── Data extracts ──
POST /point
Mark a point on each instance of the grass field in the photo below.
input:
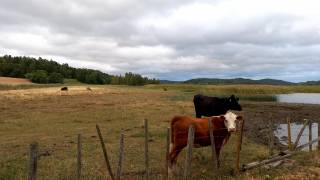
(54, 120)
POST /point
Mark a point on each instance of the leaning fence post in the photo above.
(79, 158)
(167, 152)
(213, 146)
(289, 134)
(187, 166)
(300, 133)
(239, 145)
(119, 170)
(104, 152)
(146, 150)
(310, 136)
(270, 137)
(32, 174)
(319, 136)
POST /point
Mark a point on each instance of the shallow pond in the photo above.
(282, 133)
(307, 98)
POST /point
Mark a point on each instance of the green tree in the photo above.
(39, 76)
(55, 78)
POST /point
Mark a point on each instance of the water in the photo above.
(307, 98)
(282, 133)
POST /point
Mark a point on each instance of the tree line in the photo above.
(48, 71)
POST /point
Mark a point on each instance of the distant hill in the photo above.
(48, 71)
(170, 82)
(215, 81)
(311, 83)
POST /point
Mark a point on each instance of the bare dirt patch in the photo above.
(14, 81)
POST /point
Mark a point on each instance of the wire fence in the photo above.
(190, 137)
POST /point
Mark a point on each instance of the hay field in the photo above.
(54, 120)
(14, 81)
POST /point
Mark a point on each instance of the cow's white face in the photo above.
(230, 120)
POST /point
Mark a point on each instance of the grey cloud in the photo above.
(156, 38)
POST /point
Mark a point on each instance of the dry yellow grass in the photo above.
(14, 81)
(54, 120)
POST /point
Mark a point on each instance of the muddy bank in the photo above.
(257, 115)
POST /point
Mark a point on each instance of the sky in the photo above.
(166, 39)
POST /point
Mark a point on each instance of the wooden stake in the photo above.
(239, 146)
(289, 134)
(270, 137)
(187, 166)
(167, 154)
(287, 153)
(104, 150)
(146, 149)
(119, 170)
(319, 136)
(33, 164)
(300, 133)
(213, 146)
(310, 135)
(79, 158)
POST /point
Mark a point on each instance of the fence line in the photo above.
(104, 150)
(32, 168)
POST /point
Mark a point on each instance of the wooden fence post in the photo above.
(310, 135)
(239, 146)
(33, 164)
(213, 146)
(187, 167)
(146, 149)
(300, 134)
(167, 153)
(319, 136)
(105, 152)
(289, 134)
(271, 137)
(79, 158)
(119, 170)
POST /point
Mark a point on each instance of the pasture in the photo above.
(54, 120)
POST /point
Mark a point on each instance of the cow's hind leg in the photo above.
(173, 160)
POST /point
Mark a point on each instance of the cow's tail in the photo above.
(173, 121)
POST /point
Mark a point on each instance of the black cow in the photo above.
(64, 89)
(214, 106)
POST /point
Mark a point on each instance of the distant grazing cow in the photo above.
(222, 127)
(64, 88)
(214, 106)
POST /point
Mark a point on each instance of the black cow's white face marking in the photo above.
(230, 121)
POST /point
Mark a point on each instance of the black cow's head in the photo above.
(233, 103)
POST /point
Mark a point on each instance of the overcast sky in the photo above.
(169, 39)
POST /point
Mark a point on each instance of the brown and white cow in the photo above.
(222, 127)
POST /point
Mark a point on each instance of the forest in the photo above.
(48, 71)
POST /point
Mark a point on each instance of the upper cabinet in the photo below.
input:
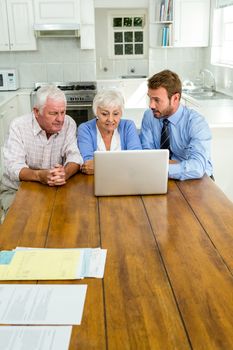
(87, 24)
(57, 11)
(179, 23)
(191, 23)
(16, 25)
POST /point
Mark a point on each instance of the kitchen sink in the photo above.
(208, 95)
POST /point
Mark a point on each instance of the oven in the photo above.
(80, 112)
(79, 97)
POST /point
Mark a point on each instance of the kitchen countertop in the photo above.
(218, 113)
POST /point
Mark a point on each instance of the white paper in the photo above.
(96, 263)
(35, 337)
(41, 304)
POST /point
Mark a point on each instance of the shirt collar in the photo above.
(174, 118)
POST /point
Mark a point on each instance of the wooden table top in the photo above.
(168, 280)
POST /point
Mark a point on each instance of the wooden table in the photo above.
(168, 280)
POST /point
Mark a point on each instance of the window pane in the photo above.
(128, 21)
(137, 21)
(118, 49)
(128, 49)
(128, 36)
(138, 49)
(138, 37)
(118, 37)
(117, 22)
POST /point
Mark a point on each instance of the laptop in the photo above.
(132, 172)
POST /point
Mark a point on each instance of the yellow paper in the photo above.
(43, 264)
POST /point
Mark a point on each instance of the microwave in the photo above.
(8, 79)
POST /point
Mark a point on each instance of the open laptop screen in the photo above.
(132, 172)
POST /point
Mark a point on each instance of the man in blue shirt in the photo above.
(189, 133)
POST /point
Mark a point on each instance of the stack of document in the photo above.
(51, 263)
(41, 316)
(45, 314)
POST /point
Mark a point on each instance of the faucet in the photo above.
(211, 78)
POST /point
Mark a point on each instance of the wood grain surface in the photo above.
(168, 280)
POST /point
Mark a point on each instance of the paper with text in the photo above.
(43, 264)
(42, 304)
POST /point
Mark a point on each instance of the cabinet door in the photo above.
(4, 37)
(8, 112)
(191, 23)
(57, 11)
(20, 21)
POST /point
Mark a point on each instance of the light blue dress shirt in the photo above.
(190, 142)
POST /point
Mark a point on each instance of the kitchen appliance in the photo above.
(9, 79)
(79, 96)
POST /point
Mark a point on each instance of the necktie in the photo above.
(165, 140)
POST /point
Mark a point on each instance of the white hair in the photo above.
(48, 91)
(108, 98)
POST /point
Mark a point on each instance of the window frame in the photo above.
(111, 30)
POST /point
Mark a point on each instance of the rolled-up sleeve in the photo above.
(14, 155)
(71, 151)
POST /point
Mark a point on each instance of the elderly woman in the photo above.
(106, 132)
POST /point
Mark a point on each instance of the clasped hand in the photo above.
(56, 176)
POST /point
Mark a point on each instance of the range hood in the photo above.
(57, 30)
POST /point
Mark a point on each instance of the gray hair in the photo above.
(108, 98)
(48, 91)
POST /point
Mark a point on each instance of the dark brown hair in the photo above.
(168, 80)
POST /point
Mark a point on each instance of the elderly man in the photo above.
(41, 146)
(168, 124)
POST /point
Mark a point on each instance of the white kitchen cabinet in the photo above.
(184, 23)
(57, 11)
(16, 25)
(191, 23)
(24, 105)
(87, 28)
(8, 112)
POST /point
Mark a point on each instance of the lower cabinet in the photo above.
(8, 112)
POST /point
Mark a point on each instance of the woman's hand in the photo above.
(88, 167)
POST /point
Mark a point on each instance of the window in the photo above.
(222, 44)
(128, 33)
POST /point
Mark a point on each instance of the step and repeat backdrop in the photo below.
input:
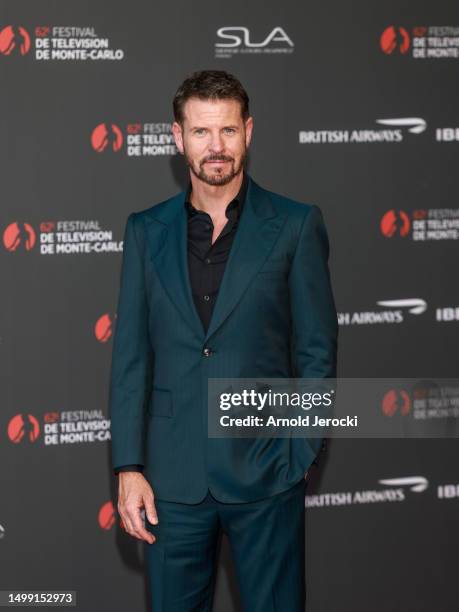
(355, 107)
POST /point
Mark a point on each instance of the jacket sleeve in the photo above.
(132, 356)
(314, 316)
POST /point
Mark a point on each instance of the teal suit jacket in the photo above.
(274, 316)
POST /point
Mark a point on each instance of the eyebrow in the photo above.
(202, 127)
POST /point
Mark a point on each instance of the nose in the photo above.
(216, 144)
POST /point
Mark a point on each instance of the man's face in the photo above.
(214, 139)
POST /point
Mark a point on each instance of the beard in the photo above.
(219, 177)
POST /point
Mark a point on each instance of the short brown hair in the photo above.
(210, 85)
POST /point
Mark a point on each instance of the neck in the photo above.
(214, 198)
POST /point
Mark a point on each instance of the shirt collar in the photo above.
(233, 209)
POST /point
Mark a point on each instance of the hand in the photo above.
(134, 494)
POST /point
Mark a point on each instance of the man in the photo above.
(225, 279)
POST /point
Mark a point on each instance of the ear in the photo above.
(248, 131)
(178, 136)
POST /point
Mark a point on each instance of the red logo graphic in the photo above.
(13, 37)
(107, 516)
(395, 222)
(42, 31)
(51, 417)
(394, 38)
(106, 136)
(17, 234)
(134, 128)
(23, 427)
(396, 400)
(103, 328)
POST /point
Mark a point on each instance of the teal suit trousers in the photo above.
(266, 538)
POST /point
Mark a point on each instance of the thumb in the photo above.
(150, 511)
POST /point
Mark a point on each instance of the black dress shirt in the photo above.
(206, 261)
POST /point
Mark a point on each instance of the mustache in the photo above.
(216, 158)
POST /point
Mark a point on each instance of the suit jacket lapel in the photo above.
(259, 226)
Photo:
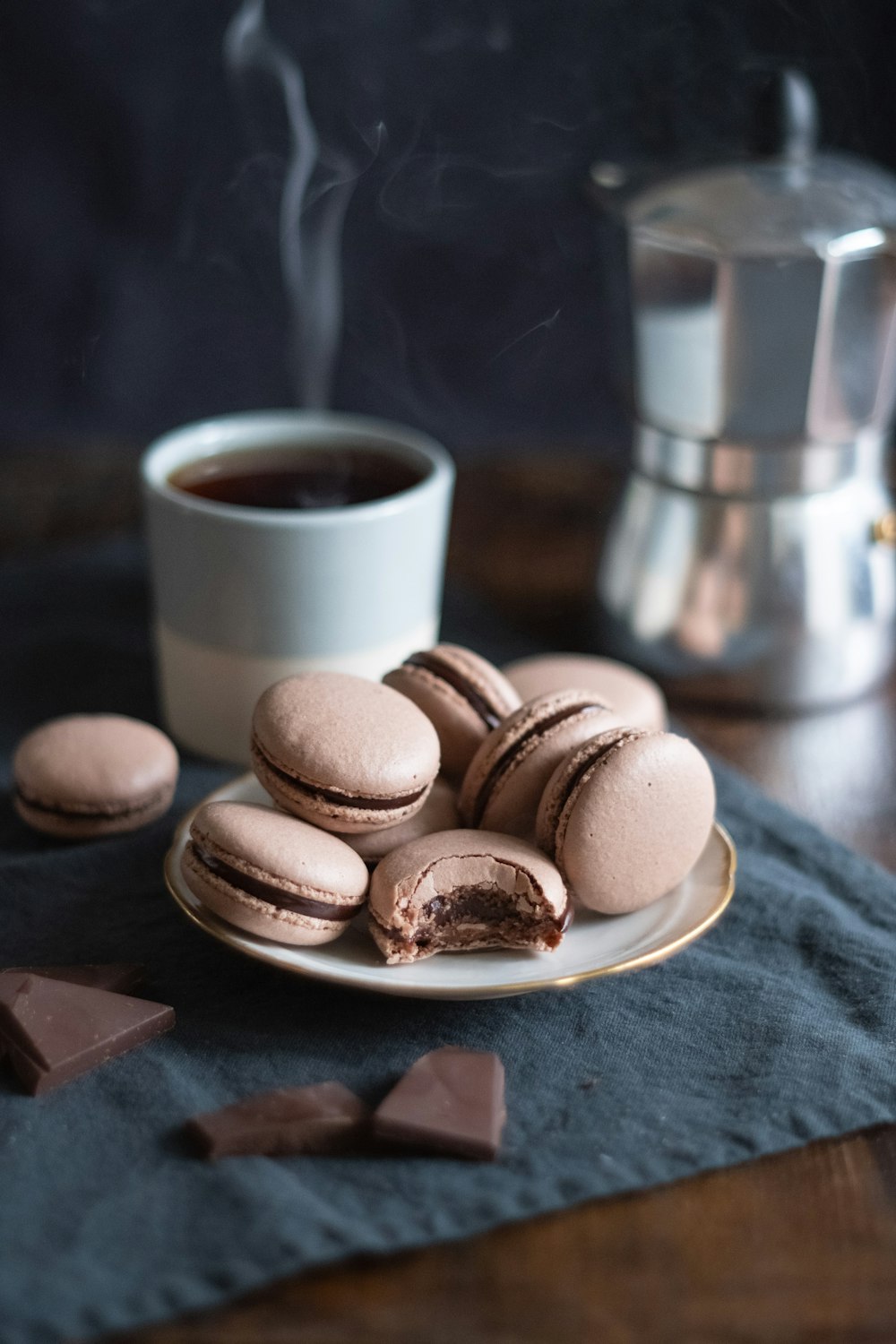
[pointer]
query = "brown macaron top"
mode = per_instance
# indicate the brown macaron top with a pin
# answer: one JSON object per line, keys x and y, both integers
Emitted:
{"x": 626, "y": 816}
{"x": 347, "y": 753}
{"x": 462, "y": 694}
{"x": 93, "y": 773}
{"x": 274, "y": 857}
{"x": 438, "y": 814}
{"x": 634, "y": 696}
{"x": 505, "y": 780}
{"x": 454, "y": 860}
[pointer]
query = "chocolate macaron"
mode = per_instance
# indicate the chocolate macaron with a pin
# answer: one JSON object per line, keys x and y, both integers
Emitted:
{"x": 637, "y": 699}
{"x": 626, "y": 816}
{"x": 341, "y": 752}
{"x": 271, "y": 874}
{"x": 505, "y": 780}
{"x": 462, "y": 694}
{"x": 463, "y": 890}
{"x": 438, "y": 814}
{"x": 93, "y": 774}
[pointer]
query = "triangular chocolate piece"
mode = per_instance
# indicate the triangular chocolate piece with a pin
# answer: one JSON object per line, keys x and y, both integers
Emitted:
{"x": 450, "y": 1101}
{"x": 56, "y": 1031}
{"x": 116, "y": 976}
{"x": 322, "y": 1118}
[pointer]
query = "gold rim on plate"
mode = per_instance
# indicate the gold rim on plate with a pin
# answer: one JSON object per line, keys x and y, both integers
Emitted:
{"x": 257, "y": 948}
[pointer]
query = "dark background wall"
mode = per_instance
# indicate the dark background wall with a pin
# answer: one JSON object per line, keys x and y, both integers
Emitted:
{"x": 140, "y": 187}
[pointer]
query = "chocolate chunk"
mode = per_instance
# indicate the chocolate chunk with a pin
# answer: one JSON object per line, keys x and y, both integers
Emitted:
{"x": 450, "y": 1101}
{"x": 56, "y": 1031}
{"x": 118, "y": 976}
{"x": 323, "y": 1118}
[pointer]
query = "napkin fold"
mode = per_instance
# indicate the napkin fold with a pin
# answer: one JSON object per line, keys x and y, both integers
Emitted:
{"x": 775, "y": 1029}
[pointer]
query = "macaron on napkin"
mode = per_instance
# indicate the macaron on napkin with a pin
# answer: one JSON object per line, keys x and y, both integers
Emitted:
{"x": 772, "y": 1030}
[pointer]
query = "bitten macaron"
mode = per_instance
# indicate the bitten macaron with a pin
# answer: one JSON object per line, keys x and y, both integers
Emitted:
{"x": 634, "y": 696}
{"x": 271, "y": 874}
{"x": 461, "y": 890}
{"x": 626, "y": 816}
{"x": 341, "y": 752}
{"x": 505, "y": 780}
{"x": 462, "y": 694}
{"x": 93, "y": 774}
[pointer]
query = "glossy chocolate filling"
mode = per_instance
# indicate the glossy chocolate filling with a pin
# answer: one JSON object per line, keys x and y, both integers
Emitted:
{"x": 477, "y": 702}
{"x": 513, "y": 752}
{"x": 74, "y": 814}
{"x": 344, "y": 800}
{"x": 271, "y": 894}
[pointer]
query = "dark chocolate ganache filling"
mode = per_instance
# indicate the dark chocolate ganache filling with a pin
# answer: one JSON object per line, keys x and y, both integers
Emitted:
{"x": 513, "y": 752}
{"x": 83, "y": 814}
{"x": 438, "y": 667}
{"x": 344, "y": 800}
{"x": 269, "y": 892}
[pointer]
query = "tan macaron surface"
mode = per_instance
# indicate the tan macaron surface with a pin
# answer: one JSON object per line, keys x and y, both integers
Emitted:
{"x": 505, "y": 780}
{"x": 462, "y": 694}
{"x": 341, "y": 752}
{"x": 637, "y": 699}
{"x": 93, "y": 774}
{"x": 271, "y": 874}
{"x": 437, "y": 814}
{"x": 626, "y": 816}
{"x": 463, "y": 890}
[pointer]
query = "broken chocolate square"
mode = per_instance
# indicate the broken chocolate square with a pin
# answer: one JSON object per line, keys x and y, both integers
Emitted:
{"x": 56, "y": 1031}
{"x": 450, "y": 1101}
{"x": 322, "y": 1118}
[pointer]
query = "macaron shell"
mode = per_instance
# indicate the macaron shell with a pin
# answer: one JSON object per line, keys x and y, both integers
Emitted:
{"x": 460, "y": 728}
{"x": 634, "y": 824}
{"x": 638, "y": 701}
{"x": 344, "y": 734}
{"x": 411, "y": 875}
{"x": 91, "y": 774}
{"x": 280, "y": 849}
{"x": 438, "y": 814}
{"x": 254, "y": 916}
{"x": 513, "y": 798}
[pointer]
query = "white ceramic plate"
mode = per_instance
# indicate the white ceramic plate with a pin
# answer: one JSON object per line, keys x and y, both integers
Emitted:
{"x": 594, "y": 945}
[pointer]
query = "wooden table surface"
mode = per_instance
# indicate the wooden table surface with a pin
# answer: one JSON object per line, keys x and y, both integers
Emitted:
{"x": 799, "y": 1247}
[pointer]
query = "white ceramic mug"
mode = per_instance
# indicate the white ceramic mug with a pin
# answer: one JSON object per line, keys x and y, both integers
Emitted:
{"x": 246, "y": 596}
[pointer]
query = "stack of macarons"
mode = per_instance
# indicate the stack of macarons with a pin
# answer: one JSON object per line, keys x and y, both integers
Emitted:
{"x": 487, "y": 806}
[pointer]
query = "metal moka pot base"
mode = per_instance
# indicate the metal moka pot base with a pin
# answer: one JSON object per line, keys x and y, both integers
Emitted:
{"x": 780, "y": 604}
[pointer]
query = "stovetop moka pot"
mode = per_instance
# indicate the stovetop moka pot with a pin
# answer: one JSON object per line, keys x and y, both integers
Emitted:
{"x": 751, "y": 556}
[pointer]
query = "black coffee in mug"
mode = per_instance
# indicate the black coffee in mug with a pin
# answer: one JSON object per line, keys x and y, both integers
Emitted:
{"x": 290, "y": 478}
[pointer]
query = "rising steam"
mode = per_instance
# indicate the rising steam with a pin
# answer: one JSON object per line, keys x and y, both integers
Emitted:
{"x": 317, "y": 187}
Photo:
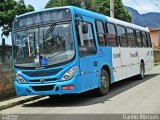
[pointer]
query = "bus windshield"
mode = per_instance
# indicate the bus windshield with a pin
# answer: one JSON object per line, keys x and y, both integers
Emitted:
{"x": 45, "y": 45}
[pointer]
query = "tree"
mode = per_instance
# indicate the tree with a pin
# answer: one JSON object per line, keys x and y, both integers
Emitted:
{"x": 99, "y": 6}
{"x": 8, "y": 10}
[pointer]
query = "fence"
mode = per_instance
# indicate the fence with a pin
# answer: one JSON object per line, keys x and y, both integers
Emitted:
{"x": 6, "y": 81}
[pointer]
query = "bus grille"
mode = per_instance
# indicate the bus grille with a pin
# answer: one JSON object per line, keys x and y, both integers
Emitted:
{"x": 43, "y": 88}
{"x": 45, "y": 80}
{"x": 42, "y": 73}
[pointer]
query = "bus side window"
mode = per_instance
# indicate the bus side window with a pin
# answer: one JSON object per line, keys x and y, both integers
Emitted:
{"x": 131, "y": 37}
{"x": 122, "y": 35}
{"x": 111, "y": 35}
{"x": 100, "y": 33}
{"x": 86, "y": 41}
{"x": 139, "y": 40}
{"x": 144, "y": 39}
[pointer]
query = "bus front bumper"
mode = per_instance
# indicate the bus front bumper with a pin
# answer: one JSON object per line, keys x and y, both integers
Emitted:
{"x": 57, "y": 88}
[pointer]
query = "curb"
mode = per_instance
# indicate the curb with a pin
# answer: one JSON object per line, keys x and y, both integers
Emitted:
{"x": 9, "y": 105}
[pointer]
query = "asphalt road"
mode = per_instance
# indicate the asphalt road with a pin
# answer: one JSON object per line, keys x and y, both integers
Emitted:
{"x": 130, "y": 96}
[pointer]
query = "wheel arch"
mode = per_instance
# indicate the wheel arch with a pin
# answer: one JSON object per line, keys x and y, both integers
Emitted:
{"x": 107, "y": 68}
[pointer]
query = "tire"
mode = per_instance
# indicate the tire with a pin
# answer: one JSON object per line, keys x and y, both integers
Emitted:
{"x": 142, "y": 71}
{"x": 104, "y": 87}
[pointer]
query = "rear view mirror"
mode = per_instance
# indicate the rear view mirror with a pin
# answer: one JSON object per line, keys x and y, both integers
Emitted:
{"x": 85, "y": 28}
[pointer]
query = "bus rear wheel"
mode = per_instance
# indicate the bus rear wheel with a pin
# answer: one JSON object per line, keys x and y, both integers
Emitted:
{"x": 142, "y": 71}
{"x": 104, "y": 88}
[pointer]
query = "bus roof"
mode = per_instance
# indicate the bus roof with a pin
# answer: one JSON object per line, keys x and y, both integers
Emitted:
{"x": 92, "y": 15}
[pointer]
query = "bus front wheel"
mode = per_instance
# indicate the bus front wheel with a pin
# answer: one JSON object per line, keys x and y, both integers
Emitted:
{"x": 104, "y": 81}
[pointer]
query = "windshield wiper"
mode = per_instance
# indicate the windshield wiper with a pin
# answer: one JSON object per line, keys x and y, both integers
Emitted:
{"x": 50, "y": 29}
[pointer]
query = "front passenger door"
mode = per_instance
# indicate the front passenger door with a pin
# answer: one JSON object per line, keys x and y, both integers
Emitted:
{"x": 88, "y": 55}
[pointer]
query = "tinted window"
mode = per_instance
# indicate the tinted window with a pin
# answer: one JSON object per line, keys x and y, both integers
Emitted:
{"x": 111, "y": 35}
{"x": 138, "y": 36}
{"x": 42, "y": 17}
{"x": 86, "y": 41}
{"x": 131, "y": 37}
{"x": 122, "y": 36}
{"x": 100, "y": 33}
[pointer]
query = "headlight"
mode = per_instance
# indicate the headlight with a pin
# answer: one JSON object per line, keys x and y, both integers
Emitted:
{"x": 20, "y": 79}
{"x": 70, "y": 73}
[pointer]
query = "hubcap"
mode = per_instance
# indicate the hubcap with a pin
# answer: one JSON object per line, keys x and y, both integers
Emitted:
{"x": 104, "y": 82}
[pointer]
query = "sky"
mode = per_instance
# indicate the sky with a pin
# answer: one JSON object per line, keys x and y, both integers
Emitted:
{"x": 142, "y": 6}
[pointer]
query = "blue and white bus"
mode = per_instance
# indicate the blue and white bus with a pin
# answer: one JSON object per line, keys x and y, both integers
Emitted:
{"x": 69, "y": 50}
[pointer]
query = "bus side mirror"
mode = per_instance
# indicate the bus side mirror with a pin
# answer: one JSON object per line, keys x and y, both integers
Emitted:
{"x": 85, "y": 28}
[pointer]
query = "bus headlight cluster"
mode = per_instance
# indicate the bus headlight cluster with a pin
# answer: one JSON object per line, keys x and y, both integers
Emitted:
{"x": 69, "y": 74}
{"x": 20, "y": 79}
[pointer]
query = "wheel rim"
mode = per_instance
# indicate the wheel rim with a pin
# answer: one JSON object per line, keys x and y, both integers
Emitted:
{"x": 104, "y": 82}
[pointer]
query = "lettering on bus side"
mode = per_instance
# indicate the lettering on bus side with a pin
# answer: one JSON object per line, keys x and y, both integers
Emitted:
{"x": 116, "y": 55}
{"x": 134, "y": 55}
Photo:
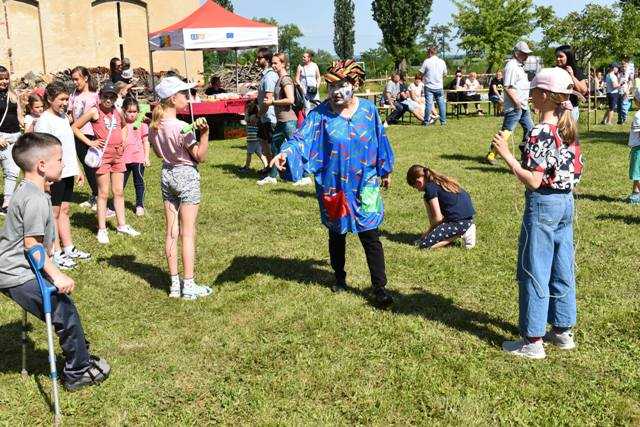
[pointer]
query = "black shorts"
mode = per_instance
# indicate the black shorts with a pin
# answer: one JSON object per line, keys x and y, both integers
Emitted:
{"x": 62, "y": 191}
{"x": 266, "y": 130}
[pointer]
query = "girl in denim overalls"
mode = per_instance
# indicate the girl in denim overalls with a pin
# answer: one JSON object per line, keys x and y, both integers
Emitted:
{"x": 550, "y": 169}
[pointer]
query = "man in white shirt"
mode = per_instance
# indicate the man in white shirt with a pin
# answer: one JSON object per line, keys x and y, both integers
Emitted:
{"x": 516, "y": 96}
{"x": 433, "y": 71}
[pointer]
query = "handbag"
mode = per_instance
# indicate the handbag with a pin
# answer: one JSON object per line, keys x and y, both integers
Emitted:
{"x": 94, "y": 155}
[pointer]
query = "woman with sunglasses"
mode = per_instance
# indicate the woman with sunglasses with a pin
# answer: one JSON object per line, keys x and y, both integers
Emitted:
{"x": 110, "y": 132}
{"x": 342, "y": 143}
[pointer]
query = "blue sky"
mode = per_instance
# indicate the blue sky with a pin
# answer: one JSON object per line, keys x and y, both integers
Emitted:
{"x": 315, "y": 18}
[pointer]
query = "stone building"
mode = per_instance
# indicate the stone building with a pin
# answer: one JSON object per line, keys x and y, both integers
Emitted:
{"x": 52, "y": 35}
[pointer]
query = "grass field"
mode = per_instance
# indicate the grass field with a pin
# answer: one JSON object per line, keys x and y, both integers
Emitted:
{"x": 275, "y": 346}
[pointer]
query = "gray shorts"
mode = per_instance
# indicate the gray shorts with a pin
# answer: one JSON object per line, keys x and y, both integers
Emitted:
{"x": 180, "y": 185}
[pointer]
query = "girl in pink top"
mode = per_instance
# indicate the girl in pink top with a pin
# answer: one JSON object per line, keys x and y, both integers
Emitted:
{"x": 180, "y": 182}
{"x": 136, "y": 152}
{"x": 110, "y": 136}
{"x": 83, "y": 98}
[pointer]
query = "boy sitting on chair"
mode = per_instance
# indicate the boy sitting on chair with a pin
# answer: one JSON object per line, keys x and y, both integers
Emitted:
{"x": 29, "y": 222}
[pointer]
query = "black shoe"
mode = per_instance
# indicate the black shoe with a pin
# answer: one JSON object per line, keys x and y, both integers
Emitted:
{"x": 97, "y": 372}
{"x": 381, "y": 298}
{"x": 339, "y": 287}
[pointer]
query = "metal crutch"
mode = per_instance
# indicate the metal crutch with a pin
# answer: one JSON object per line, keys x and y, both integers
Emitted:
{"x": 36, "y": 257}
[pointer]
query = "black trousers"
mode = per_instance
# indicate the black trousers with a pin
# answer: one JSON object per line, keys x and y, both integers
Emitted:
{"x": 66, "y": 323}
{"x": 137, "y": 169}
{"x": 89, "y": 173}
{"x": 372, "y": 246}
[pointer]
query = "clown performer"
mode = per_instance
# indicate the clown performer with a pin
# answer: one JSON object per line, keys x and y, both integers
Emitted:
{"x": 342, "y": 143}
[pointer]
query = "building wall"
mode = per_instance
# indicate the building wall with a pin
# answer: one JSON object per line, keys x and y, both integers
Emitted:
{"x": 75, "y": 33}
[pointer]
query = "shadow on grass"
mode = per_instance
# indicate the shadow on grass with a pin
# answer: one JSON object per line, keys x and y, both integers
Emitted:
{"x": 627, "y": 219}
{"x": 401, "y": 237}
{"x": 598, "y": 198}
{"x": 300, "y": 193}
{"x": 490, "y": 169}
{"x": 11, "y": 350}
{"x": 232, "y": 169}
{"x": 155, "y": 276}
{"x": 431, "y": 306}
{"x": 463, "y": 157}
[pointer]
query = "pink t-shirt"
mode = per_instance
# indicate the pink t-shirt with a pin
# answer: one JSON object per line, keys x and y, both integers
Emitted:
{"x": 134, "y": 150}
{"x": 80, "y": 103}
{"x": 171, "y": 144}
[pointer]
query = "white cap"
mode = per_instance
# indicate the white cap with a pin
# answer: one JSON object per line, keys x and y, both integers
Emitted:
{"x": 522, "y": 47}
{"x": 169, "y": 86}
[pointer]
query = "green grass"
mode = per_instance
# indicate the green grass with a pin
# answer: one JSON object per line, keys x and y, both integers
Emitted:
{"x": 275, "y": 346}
───
Using the records above, select and copy every line that has the word "mirror".

query = "rear view mirror"
# indicate the rear view mirror with a pin
query = "bus side mirror"
# indicate the bus side mirror with a pin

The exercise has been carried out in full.